== Instruction ==
Once the pictures are set aside, transcribe the remaining data exactly.

== Extracted material ==
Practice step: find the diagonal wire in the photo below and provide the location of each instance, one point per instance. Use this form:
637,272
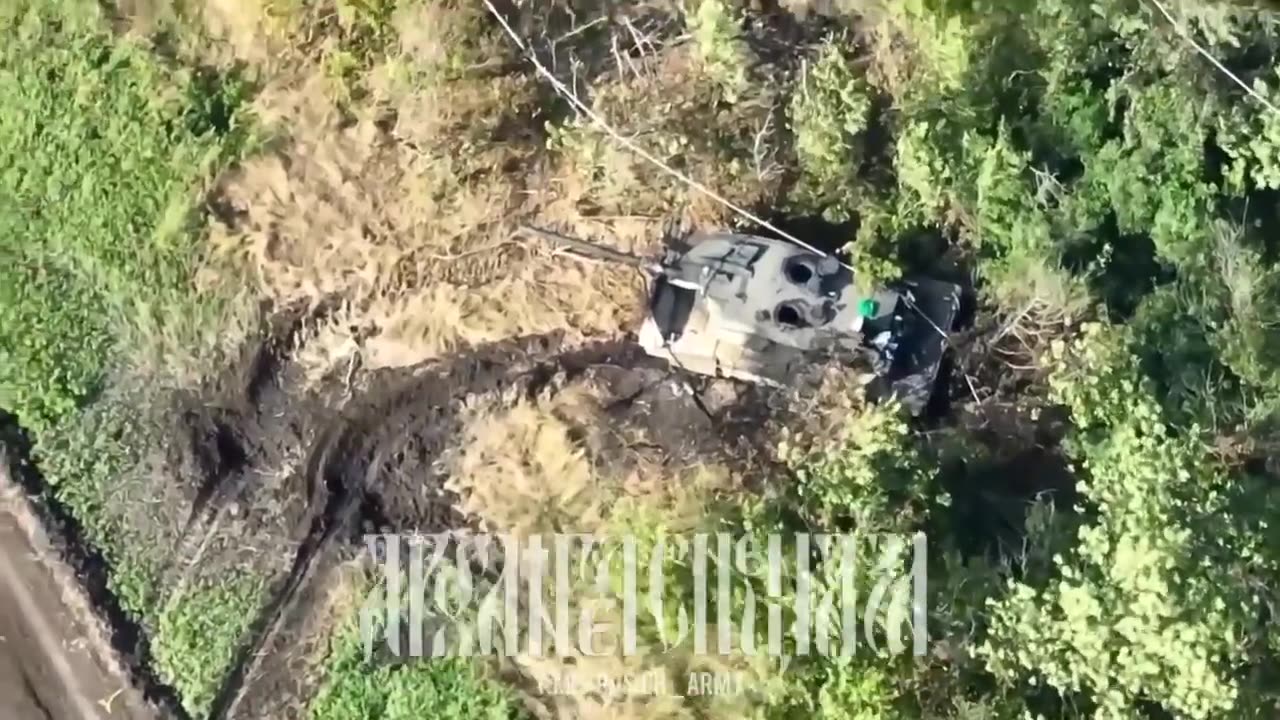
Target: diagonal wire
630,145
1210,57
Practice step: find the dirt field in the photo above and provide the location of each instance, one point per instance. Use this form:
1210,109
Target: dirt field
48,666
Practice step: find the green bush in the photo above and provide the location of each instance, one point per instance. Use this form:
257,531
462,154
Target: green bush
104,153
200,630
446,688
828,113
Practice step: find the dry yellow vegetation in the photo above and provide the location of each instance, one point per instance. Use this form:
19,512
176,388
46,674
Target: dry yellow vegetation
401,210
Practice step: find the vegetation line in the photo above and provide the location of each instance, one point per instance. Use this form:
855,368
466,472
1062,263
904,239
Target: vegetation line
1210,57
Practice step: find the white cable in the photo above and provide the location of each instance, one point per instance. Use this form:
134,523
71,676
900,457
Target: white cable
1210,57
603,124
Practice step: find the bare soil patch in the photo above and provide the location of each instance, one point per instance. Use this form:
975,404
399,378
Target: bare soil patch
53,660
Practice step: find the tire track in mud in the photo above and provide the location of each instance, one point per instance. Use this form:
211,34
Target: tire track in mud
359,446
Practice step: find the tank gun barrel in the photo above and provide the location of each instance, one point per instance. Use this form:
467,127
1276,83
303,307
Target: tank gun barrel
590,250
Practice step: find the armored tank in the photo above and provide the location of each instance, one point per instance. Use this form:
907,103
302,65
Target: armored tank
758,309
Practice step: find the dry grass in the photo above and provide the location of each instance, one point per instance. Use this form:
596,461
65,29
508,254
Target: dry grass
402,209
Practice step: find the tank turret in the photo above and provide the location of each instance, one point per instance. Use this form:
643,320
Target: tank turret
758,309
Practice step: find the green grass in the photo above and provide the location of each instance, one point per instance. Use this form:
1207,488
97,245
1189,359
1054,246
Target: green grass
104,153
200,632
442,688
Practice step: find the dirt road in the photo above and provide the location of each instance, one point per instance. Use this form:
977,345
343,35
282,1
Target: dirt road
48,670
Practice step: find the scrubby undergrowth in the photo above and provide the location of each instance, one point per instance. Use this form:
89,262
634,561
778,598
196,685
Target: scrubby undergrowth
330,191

== Complete answer ==
Practice step: find the diagonal wire in the photo below and provide the location of each instance, one point per instance. Use this form:
637,272
Target: diagonal wire
630,145
1210,57
Practice step: find the dirt field in the photo above and provide the location of each instance, one point per instance. Use this form:
1210,109
Target: dirt field
48,666
Practice step: find the green bush in the photo above and provide the location of each instance, one point per instance. Use this form:
257,531
462,154
Target: green bush
104,153
200,630
446,688
828,113
Practice step: find the dry yellow vegetation in the photo above and provide the location of each instance, one point per instance. Use this form:
19,512
176,388
46,674
Target: dry yellow vegetation
401,210
Practice step: find the vegetation line in the photo above and provide the location of each instance, one point per instance. Use this form:
855,368
466,472
1062,263
904,239
Target: vegetation line
1210,57
Practice step: find the white cable in the photo above and provide the location of each instance, one point per instance. Use this form:
134,523
71,676
900,457
Target: white cable
1210,57
603,124
Practice step: find the bare soil patch in the photo above and provide the location of each instance, one point per instance. Use this form:
975,404
399,378
Target: bare soil patch
53,660
Practice step: find the tire track in mud in the photo above and provide the location of each instance, one point per instance. Use this form:
211,34
Target: tire track in mud
359,446
Practice step: find the tank gun barrel in the photo above and provide the location of each instance, one point per instance. Use this form:
467,127
1276,83
303,307
Target: tank gun barrel
590,250
Practice step: find the armored tank in the photo above and provide the location of each instance, one point per instance. Use this form:
907,103
302,65
Target: armored tank
758,309
Practice step: find the dry grass in the photo above and provide the location of each instance, one point per instance. Use this form:
596,461
65,29
508,254
Target: dry grass
402,209
Practice step: find the tank turret in the photo above and provide the location of each instance, one point per instance. Use this form:
643,320
Target: tank turret
758,309
Practice step: find the green grass in the photo above and provide the location of each instance, one point per instance. Use this form:
1207,488
97,245
1189,359
1054,246
Target: green grass
104,153
200,632
442,688
Practice step: find the dirt road in the photo above and provide the location of each instance, one point per instance. Use this form:
977,345
343,35
282,1
Target: dirt road
48,670
Practice step: find the scrubby undergrowth in the photo above and provide the location of each instance, one point per instance. Use this form:
89,262
634,561
778,598
196,685
Target: scrubby undergrowth
330,191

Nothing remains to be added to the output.